* [WHAT YOU SHOULD DO]:
Go through the records below and keep only the lines containing the word "sneaker". Copy each of those lines unchanged.

# start of DATA SECTION

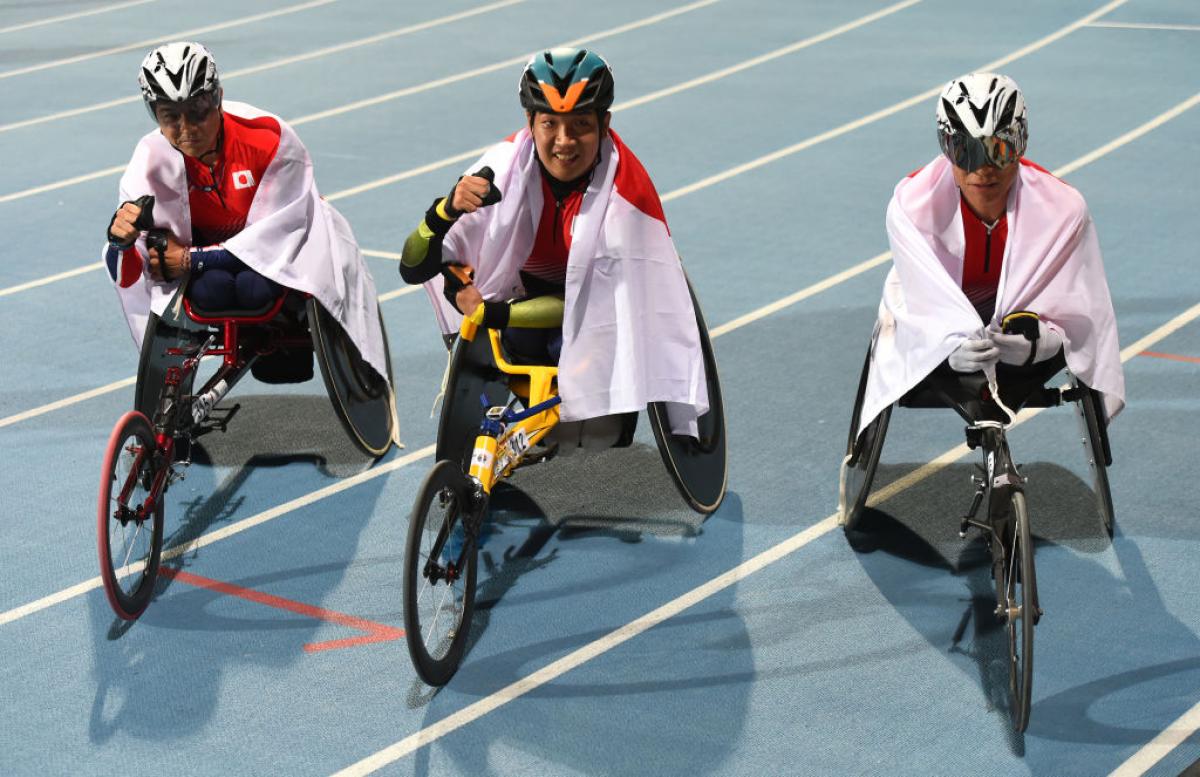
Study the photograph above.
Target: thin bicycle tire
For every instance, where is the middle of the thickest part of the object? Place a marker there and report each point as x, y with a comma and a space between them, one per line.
444, 488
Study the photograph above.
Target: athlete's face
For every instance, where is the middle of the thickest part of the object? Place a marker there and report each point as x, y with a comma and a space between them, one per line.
987, 188
191, 126
568, 144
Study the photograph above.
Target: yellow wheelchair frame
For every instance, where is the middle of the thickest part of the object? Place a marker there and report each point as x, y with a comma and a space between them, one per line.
505, 435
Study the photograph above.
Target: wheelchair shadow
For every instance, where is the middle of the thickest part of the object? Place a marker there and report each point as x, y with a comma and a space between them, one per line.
700, 658
301, 426
919, 529
160, 678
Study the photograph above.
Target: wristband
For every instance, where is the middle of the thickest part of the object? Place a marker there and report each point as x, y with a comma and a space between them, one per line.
496, 314
451, 284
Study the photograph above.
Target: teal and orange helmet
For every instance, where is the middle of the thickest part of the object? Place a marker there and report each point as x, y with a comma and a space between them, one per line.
567, 80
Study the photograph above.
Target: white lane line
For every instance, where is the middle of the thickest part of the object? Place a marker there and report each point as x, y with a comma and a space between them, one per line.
466, 156
100, 265
274, 64
1135, 25
732, 172
1155, 751
502, 65
803, 294
71, 181
67, 402
379, 254
409, 90
1179, 730
850, 126
222, 534
845, 275
745, 320
630, 103
60, 276
67, 17
772, 55
172, 36
1162, 332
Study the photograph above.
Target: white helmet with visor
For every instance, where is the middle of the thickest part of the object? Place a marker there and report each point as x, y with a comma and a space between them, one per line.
183, 73
982, 120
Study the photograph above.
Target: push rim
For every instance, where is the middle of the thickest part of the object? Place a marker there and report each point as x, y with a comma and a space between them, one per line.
1020, 610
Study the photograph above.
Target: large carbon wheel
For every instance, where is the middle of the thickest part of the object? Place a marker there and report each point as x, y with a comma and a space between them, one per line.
441, 565
129, 523
863, 456
1093, 434
363, 399
1017, 598
697, 465
472, 374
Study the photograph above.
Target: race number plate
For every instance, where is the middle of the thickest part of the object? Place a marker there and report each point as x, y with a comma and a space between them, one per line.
483, 458
519, 443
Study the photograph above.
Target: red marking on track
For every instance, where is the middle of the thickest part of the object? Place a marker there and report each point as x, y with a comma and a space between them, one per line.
375, 632
1171, 356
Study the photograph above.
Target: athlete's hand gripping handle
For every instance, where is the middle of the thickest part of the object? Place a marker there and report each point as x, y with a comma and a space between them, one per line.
131, 218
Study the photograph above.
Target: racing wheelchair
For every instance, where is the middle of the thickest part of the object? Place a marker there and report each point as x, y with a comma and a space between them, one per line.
999, 483
151, 445
481, 443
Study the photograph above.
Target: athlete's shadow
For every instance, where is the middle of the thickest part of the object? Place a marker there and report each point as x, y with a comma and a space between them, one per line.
912, 552
609, 522
161, 676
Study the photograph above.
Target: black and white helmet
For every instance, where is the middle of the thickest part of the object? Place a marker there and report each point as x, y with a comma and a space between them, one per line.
178, 72
982, 120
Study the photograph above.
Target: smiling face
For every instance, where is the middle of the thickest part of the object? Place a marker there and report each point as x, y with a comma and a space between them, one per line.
985, 190
191, 126
568, 144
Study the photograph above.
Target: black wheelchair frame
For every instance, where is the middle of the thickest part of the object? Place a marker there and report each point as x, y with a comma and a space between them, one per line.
150, 446
999, 485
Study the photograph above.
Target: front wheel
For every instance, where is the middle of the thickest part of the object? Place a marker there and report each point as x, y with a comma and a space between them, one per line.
439, 573
130, 516
1018, 608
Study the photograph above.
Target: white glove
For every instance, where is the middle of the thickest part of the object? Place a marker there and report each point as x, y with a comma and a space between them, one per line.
1014, 349
975, 355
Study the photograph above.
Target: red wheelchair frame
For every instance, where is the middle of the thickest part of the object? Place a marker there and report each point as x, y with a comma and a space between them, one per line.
150, 445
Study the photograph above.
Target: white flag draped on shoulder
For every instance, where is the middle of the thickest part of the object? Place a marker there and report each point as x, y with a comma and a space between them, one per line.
292, 236
629, 327
1051, 266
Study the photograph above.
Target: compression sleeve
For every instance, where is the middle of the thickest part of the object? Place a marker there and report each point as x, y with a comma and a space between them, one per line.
421, 258
544, 312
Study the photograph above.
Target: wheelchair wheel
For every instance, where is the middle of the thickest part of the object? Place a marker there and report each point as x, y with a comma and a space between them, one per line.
1093, 434
130, 525
361, 398
472, 373
1017, 598
863, 456
697, 465
441, 562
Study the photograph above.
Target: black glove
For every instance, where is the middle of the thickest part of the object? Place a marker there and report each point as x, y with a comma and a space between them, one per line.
144, 222
492, 197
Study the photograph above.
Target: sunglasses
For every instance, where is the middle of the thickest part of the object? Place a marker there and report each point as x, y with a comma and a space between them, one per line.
197, 109
971, 154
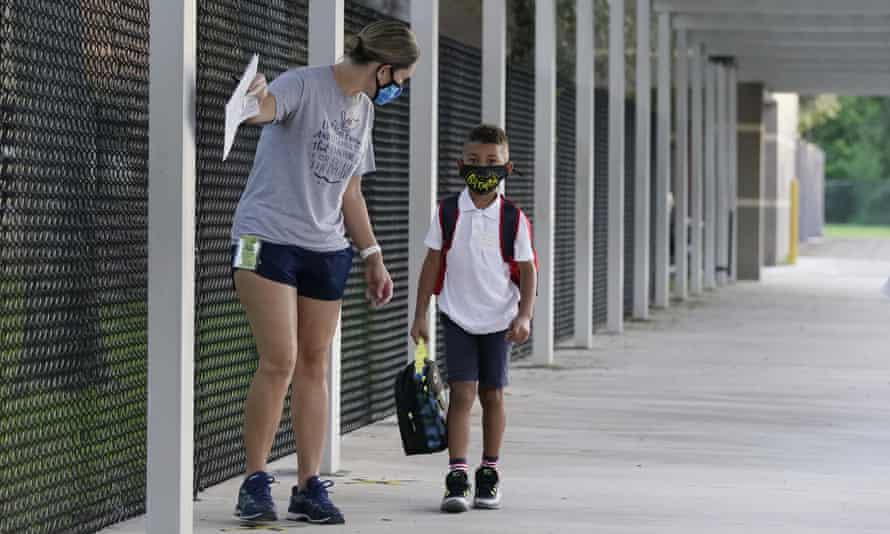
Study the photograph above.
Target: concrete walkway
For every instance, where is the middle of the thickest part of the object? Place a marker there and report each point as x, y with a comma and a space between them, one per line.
760, 408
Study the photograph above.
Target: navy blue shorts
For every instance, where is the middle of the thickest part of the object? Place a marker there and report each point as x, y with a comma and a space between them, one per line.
315, 275
471, 358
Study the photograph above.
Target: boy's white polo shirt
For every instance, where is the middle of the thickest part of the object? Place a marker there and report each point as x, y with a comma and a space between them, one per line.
478, 294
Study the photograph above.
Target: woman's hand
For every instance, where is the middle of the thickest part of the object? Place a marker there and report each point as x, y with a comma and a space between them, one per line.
379, 291
259, 87
420, 330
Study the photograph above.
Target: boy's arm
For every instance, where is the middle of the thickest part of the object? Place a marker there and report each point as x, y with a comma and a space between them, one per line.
429, 275
528, 279
520, 328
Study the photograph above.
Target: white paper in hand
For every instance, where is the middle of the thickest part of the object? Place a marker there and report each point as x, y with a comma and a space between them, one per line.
241, 106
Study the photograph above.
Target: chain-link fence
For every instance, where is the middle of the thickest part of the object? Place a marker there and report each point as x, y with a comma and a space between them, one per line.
73, 260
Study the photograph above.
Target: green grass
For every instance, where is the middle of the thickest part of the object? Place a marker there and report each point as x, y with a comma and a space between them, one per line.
855, 231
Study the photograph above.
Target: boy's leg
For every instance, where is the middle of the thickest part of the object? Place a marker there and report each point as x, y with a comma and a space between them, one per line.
493, 364
462, 357
494, 422
494, 352
463, 395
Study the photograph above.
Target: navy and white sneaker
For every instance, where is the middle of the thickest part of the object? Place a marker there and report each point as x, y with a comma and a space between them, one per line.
313, 505
255, 502
488, 495
457, 492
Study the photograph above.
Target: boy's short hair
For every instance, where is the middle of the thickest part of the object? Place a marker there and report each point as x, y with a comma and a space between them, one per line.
488, 134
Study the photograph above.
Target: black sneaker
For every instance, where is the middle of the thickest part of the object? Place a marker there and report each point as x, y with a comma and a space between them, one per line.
255, 502
457, 492
312, 504
488, 495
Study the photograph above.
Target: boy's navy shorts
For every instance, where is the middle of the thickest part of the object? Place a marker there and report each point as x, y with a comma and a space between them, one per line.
474, 358
315, 275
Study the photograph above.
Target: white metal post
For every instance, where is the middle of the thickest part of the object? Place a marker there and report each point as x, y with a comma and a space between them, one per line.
697, 152
494, 62
171, 267
545, 175
643, 188
424, 151
584, 172
734, 171
710, 182
326, 48
615, 292
681, 176
663, 168
722, 178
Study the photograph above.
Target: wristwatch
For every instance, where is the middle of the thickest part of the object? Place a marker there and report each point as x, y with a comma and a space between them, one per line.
370, 251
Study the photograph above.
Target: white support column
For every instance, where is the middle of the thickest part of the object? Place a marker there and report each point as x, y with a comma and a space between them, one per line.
710, 182
681, 176
734, 171
424, 151
545, 175
494, 62
584, 172
326, 48
663, 168
615, 291
722, 178
171, 267
696, 282
643, 188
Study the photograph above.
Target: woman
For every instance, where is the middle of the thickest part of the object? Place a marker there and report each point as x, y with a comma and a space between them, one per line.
290, 255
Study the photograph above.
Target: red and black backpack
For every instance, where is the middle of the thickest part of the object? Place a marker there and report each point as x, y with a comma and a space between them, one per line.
510, 219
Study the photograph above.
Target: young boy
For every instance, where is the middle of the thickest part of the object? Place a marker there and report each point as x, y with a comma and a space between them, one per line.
482, 265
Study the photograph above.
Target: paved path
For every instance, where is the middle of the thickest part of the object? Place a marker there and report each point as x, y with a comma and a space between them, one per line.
760, 408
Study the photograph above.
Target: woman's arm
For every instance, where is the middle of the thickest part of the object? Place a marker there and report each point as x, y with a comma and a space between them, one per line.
355, 215
358, 225
260, 89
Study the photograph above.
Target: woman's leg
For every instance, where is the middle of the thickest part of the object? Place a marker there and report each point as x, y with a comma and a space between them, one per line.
309, 401
271, 309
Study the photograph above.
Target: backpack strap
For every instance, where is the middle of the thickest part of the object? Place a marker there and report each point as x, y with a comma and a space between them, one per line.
510, 218
449, 211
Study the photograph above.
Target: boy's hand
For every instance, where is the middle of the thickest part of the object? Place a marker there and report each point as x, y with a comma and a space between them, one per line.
420, 330
520, 329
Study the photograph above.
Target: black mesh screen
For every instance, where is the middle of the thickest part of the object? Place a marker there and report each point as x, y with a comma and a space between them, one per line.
73, 262
229, 32
601, 208
630, 180
375, 342
460, 109
521, 132
564, 292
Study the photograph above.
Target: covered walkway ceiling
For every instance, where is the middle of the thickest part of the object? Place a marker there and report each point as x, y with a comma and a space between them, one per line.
805, 46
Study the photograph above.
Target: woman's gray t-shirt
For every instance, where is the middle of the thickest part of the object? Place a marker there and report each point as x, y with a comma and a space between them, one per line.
320, 138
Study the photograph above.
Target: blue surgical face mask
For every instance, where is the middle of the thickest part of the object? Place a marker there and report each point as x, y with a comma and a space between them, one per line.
386, 93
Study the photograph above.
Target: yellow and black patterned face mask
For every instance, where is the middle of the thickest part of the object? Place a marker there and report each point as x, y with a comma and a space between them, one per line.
483, 179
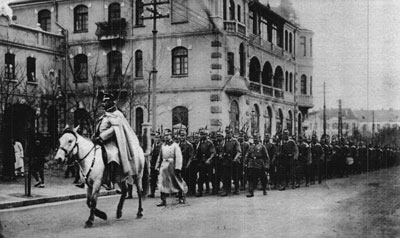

# end of DATA SECTION

* [COMPLETED TASK]:
Target: navy and white sneaker
Target: black sneaker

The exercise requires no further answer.